=== Reading text ===
####################
In determining whether the petitioner has made the required showing, we review the claims presented in his § 2254 petition and generally assess their merit. See Miller-El, 537 U.S. at 336. In doing so, we "look to the District Court's application of AEDPA to petitioner's constitutional claims and ask whether that resolution was debatable amongst jurists of reason." Id. Where petitioner's federal habeas claims were adjudicated on the merits in state court, we will grant an application for a COA "only where the state court decision was 'contrary to, or involved an unreasonable application of , clearly established Federal law, as determined by the Supreme Court . . .' or was 'based on an unreasonable determination of the facts in light of the evidence presented in the State court proceeding.' 28 U.S.C. § 2254(d)." Dockins v. Hines, 374 F.3d 935, 937 (10th Cir. 2004).
####################
=== Record excerpts ===

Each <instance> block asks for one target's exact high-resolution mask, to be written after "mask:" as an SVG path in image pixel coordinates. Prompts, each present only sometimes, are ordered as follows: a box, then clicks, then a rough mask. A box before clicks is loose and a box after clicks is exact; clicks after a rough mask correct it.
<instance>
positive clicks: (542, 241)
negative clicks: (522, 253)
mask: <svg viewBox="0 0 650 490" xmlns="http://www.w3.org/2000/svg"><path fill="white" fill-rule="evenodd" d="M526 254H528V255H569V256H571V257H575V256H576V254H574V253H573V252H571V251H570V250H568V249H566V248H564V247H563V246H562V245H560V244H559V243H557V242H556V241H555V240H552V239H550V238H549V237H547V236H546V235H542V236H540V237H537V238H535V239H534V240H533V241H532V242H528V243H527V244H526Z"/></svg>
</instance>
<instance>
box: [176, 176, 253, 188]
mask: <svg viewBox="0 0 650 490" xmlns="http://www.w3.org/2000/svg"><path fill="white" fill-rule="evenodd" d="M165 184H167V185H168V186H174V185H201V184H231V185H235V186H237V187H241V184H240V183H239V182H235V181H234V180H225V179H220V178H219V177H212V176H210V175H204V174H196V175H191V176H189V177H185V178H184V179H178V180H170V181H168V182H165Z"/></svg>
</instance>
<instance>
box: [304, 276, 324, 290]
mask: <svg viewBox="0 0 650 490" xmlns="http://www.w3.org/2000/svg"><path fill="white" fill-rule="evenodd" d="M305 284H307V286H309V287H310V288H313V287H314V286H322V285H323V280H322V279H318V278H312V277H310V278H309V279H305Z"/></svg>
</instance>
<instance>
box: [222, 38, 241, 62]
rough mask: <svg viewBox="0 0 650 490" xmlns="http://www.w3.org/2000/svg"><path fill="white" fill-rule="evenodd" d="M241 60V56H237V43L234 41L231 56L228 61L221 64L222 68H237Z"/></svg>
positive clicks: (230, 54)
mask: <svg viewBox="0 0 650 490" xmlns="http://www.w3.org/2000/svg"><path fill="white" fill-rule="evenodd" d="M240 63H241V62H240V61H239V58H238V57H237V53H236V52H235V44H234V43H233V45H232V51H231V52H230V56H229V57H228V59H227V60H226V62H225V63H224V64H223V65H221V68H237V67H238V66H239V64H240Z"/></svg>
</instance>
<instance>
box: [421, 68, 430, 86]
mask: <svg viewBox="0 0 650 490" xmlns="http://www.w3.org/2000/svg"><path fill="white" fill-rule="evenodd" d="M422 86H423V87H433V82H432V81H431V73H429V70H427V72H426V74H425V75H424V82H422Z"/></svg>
####################
=== Task item A ===
Repeat the habeas passage word for word, starting at "In determining whether" and ending at "(10th Cir. 2004).".
=== Task item B ===
In the habeas passage, whose application of AEDPA to the petitioner's constitutional claims does the court look to?
=== Task item C ===
Resume the habeas passage after its final sentence.
The listing has nothing to do with the habeas passage.

=== Your response A ===
In determining whether the petitioner has made the required showing, we review the claims presented in his § 2254 petition and generally assess their merit. See Miller-El, 537 U.S. at 336. In doing so, we "look to the District Court's application of AEDPA to petitioner's constitutional claims and ask whether that resolution was debatable amongst jurists of reason." Id. Where petitioner's federal habeas claims were adjudicated on the merits in state court, we will grant an application for a COA "only where the state court decision was 'contrary to, or involved an unreasonable application of , clearly established Federal law, as determined by the Supreme Court . . .' or was 'based on an unreasonable determination of the facts in light of the evidence presented in the State court proceeding.' 28 U.S.C. § 2254(d)." Dockins v. Hines, 374 F.3d 935, 937 (10th Cir. 2004).

=== Your response B ===
The District Court's.

=== Your response C ===
First, we examine whether Mr. Dembry's objections to the magistrate's recommendations were timely. See Vega v. Suthers, 195 F.3d 573, 579 (10th Cir. 1999) ("[A] litigant's failure to file timely objections to a magistrate's [recommendation] waives appellate review of both factual and legal determinations."). The magistrate judge, in his May 15th recommendation, advised Mr. Dembry that he had "ten days after service of a copy of the Recommendation" to file any written objections. Rec., vol. I, doc. 36 at 26-27. See also 28 U.S.C. § 636(b)(1); Vega v. Suthers, 195 F.3d at 579. Mr. Dembry mailed his objection to the recommendation on May 27, 2006, see Rec., vol. I, doc. 38 at 2, but it was not filed with court until June 9, 2006. Id. The district court concluded Mr. Dembry objections were not filed within the 10 day period.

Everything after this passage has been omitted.